━━ TRECHO APRESENTADO

Com a dupla brasileira, Amaral entregou um início promissor de Serie A em 1963-64, com três vitórias em quatro jogos, que levaram a Juventus ao topo da tabela. Porém, o carioca também tinha divergências com membros da diretoria e foram elas que levaram o líder do campeonato a perder o cargo. Eraldo Monzeglio, seu substituto, levou os bianconeri à semifinal da Coppa Italia e a um modesto quinto lugar do Italiano. Embora durão, o técnico fluminense não causou polêmica após sua saída e ainda proferiu, em entrevista ao jornal La Stampa, palavras elogiosas ao elenco e aos cartolas da Velha Senhora.
Depois de resolver trâmites burocráticos em Turim, Paulo Amaral voltou ao Brasil e começou o ano de 1964 no comando do Corinthians. Durou apenas 28 compromissos e, no verão europeu, retornou à Itália, acertado com o Genoa. Na mesma conversa que teve com o La Stampa, o carioca já havia dado uma pista de que gostaria de continuar trabalhando na Bota.

━━━━
━━ DADOS FORNECIDOS

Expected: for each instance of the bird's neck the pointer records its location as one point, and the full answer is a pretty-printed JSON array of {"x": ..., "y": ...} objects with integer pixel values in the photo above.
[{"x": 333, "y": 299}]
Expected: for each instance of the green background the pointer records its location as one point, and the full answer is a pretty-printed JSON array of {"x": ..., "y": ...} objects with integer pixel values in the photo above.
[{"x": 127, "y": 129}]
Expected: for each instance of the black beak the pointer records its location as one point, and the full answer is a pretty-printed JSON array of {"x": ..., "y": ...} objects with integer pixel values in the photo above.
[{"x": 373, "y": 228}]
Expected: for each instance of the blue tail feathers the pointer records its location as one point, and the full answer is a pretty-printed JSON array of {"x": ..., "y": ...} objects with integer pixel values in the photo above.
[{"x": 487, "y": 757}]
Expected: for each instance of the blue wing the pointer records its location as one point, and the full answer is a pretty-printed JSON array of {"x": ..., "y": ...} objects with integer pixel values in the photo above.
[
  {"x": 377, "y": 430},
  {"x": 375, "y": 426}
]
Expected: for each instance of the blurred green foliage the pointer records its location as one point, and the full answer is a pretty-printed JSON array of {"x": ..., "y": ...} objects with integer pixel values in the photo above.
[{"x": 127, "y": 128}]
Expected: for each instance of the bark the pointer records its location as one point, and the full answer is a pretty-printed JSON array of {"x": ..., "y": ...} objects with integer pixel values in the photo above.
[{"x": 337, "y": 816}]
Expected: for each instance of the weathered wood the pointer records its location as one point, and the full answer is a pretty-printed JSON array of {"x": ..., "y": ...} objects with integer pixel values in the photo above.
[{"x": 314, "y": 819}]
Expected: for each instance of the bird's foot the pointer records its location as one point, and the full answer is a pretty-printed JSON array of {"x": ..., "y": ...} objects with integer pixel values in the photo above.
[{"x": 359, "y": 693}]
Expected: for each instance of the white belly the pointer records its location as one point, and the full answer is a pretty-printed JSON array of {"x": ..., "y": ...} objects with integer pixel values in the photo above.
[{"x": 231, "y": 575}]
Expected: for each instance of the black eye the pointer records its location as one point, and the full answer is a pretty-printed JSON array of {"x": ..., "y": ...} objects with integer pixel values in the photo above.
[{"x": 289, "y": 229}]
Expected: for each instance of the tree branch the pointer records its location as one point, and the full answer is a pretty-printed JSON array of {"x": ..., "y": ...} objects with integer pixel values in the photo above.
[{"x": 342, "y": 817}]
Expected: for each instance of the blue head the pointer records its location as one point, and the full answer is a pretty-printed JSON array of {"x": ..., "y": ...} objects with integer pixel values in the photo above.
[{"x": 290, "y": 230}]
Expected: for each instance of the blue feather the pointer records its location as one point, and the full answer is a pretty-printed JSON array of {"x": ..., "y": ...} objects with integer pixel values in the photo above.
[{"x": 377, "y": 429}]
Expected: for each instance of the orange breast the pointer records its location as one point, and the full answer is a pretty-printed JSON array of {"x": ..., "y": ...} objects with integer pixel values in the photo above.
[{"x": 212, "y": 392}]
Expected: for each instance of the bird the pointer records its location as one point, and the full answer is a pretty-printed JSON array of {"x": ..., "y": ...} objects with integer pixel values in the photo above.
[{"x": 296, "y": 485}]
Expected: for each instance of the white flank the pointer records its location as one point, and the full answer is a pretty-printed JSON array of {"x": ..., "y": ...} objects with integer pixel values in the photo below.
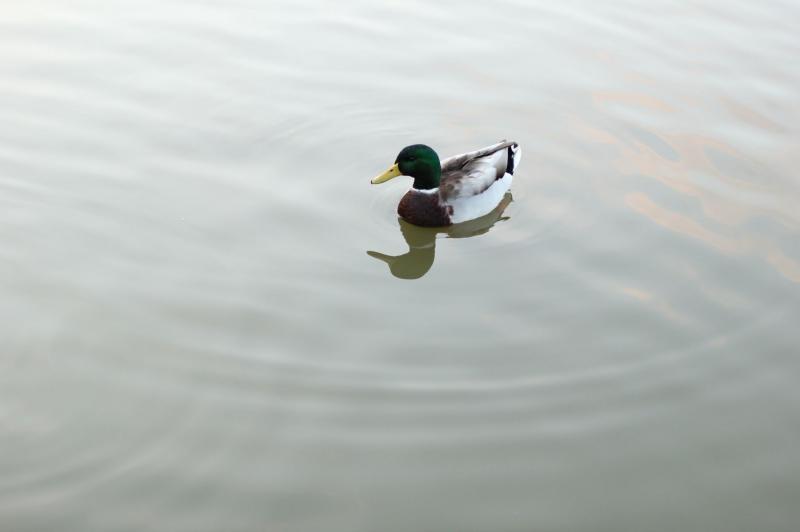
[
  {"x": 473, "y": 207},
  {"x": 482, "y": 204}
]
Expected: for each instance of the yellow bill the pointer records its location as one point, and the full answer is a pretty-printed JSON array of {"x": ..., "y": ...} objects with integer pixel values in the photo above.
[{"x": 391, "y": 173}]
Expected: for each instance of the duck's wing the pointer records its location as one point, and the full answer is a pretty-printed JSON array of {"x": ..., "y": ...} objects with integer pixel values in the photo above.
[{"x": 471, "y": 173}]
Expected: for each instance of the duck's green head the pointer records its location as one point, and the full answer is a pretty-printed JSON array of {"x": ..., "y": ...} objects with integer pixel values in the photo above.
[{"x": 417, "y": 161}]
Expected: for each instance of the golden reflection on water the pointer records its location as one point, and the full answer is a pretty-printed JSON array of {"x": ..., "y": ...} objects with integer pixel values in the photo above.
[
  {"x": 730, "y": 189},
  {"x": 421, "y": 241}
]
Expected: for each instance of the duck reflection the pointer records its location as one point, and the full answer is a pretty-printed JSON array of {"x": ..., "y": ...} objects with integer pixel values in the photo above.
[{"x": 422, "y": 241}]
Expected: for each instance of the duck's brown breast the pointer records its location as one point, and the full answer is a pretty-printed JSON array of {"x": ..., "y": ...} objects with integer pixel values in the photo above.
[{"x": 425, "y": 209}]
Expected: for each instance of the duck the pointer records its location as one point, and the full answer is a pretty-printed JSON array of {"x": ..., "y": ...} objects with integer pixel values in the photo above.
[
  {"x": 421, "y": 241},
  {"x": 454, "y": 190}
]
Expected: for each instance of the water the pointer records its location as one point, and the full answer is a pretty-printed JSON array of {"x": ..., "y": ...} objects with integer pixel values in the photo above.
[{"x": 196, "y": 338}]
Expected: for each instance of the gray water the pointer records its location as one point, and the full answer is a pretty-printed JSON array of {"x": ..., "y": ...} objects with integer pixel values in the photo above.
[{"x": 194, "y": 337}]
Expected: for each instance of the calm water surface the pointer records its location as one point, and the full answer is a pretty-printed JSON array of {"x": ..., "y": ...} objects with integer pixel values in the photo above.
[{"x": 195, "y": 337}]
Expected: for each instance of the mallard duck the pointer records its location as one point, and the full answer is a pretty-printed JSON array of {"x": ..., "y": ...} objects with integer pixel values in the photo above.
[
  {"x": 457, "y": 189},
  {"x": 422, "y": 241}
]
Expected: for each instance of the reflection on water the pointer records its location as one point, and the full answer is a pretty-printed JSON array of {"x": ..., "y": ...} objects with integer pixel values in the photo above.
[
  {"x": 422, "y": 241},
  {"x": 192, "y": 339}
]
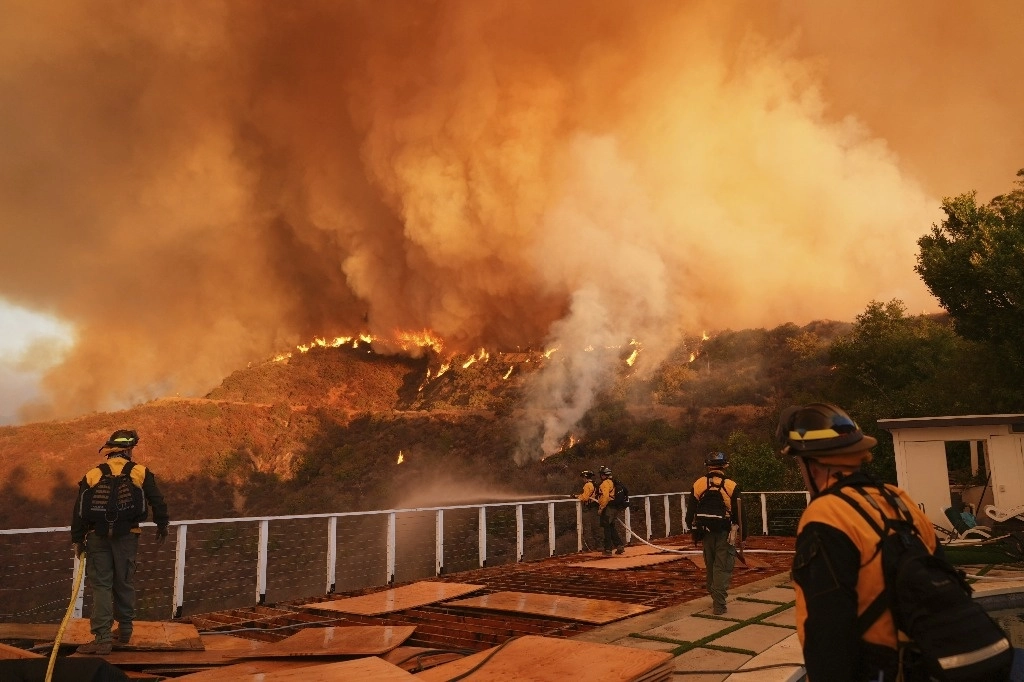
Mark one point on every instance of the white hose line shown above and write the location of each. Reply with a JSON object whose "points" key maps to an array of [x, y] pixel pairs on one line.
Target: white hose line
{"points": [[673, 551]]}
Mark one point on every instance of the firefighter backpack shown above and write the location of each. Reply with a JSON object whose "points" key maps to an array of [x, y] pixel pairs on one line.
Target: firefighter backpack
{"points": [[711, 514], [931, 601], [115, 504]]}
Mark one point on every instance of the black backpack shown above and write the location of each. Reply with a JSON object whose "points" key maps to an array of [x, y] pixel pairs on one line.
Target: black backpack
{"points": [[622, 499], [931, 601], [115, 504], [711, 514]]}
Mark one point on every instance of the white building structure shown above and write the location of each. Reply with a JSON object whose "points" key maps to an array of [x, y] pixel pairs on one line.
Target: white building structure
{"points": [[923, 471]]}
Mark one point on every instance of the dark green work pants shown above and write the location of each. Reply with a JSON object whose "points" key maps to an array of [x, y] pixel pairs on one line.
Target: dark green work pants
{"points": [[111, 568], [720, 558]]}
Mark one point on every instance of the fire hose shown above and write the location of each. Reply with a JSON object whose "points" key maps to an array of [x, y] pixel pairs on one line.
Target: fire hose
{"points": [[64, 624]]}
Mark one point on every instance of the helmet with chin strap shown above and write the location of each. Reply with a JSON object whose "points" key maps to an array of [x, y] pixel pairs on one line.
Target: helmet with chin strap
{"points": [[121, 439], [823, 431]]}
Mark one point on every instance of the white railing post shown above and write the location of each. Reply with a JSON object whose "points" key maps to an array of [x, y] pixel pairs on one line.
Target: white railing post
{"points": [[551, 528], [178, 597], [264, 539], [518, 533], [390, 549], [482, 536], [80, 595], [668, 518], [332, 552], [646, 516], [579, 525], [439, 543]]}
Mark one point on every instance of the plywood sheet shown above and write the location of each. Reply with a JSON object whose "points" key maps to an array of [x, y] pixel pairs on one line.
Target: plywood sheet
{"points": [[397, 599], [336, 641], [416, 658], [624, 562], [551, 659], [597, 611], [145, 634], [752, 562], [274, 671], [218, 650], [8, 652]]}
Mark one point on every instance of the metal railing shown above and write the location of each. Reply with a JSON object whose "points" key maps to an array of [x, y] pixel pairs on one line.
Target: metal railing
{"points": [[301, 556]]}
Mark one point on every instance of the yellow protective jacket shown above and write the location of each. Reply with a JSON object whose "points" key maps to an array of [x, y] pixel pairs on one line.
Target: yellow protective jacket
{"points": [[605, 494], [140, 476], [588, 494], [838, 574], [729, 492]]}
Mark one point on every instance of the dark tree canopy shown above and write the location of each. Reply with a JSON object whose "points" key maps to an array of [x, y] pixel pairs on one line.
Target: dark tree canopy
{"points": [[974, 264]]}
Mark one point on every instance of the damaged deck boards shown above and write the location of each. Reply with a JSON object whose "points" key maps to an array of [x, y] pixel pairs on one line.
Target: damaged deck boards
{"points": [[335, 641], [397, 599], [270, 671], [551, 659], [145, 634], [624, 562], [598, 611]]}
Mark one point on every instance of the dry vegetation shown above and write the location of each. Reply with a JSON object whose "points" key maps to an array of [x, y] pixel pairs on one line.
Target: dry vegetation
{"points": [[322, 431]]}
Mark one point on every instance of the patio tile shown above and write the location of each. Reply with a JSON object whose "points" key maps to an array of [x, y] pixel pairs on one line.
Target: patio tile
{"points": [[648, 644], [708, 659], [786, 617], [754, 637], [689, 629]]}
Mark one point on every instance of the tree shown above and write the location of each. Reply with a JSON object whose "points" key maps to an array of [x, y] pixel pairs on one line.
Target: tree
{"points": [[974, 264]]}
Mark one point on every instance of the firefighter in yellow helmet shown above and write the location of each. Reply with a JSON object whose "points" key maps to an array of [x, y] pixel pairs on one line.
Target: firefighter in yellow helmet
{"points": [[846, 634]]}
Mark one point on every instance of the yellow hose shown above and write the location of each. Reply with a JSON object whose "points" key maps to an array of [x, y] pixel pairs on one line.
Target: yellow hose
{"points": [[64, 624]]}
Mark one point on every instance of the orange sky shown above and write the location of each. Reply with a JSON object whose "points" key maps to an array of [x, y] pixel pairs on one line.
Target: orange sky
{"points": [[195, 186]]}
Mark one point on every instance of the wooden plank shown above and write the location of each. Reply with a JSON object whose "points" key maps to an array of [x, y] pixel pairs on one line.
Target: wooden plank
{"points": [[622, 563], [397, 599], [145, 634], [8, 652], [552, 659], [633, 550], [416, 658], [597, 611], [337, 641], [370, 668], [752, 562]]}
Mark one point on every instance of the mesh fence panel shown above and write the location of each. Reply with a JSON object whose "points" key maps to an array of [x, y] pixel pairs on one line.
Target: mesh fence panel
{"points": [[461, 540], [296, 558], [415, 548], [220, 560], [361, 559]]}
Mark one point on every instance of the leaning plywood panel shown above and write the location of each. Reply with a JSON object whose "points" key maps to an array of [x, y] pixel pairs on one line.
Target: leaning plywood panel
{"points": [[360, 669], [624, 562], [534, 658], [397, 599], [337, 641], [8, 652], [597, 611], [145, 635]]}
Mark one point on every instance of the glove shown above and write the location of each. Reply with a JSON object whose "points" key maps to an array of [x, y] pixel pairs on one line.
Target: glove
{"points": [[733, 535]]}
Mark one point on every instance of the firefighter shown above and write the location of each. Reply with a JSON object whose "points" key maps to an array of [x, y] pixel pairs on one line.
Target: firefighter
{"points": [[714, 520], [112, 550], [837, 567]]}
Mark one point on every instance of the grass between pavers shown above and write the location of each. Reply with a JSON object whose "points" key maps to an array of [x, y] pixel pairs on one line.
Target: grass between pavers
{"points": [[705, 642]]}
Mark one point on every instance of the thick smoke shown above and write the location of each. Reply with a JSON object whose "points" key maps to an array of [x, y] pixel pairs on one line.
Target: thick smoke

━━━━

*O QUE FAZER:*
(A) Responda com base no trecho sobre Paulo Amaral:
(i) Quantas vitórias Amaral conquistou nos quatro primeiros jogos da Serie A de 1963-64?
(ii) Quem assumiu o cargo de Amaral na Juventus?
(iii) Por quantos compromissos durou a passagem de Amaral pelo Corinthians?
(B) Prossiga com o trecho sobre Paulo Amaral a partir da última frase dele.

*RESPOSTAS POR TAREFA:*
(A)
(i) Três vitórias.
(ii) Eraldo Monzeglio.
(iii) Por 28 compromissos.

(B)
Amaral aportou na Ligúria após um evento trágico. Ele chegava para assumir o posto do argentino Benjamín Santos, que falecera precocemente, aos 40 anos, em um acidente automobilístico ocorrido em julho de 1964, quando passava as férias em La Coruña, na Espanha – onde já havia morado. Além da questão emocional, o antecessor projetava uma sombra esportiva sobre o brasileiro. Afinal, em sua gestão, o Genoa havia faturado o oitavo lugar da Serie A, em 1963-64.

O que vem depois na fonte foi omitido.